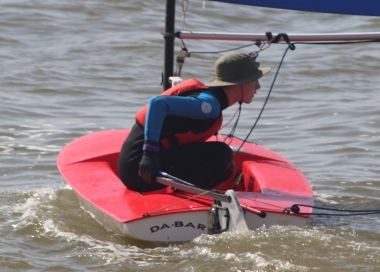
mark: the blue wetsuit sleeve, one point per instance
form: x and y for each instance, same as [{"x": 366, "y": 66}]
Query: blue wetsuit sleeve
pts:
[{"x": 203, "y": 106}]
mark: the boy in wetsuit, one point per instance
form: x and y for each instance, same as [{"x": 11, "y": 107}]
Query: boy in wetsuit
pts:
[{"x": 171, "y": 131}]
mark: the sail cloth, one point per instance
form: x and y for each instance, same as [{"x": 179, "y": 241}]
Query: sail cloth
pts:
[{"x": 352, "y": 7}]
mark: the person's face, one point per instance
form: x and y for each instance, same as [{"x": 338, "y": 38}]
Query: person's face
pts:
[{"x": 249, "y": 90}]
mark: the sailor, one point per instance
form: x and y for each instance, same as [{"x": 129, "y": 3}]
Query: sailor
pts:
[{"x": 171, "y": 131}]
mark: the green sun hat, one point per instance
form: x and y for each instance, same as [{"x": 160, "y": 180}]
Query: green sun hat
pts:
[{"x": 236, "y": 68}]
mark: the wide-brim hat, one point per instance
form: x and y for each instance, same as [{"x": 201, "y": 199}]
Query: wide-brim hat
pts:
[{"x": 236, "y": 68}]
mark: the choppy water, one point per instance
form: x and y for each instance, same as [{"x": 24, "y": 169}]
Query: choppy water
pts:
[{"x": 69, "y": 68}]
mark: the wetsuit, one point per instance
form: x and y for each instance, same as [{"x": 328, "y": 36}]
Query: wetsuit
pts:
[{"x": 178, "y": 123}]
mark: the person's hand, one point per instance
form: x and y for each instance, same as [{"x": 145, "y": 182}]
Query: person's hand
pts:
[{"x": 149, "y": 166}]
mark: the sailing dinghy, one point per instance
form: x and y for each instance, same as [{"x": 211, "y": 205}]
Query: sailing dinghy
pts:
[{"x": 266, "y": 188}]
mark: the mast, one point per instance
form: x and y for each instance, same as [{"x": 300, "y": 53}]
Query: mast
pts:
[{"x": 169, "y": 43}]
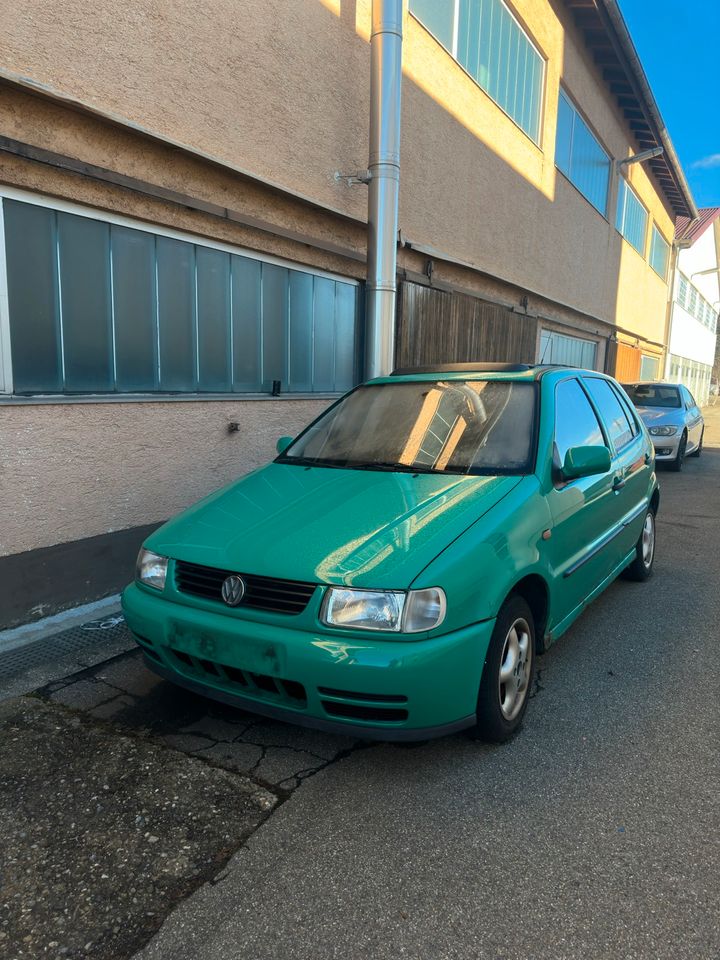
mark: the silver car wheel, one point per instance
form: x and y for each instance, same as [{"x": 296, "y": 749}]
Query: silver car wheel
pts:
[
  {"x": 515, "y": 669},
  {"x": 648, "y": 540}
]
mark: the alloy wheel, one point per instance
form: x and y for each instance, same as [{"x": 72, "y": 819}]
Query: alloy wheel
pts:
[{"x": 515, "y": 669}]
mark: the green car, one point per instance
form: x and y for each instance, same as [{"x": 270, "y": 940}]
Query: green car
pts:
[{"x": 397, "y": 568}]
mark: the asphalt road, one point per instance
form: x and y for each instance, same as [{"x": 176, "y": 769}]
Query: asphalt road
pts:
[{"x": 593, "y": 834}]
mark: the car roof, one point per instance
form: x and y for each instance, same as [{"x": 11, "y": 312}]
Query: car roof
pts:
[
  {"x": 651, "y": 383},
  {"x": 482, "y": 371}
]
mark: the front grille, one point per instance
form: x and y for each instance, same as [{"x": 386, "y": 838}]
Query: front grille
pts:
[
  {"x": 261, "y": 593},
  {"x": 259, "y": 685}
]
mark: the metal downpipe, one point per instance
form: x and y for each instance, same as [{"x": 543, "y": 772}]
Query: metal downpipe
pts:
[{"x": 384, "y": 185}]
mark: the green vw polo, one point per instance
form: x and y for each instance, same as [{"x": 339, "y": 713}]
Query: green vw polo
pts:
[{"x": 397, "y": 568}]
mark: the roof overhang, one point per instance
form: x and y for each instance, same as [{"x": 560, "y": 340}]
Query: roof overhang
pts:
[{"x": 609, "y": 41}]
********
**Assignment:**
Above are records; repeat only the lines starting at the line with "Query: green car" and ending at the line with "mark: the roof", exactly as they appear, both included.

**Answer for this exercise:**
Query: green car
pts:
[{"x": 397, "y": 568}]
mark: the asphalt road, one point per instance
form: x and y for each instance, same as [{"x": 176, "y": 769}]
Query: asphalt road
pts:
[{"x": 593, "y": 834}]
mark: the car roof, one point per instance
form: x and y for each instance, same as [{"x": 11, "y": 312}]
Query: car roof
pts:
[
  {"x": 651, "y": 383},
  {"x": 482, "y": 371}
]
mark: the front grille, one point per instance
form: x and y for each instance, same as [{"x": 386, "y": 838}]
Query: front grille
pts:
[
  {"x": 261, "y": 593},
  {"x": 259, "y": 685}
]
mark: the metal downpipe, one point per instance
form: x and y for each instance, same as [{"x": 543, "y": 772}]
Query: metal downpipe
pts:
[{"x": 384, "y": 185}]
mark: the green vw polo, one point per instance
form: x and y for each instance, same as [{"x": 339, "y": 713}]
Query: green vw polo
pts:
[{"x": 397, "y": 568}]
mark: the roof overhang, one point per instance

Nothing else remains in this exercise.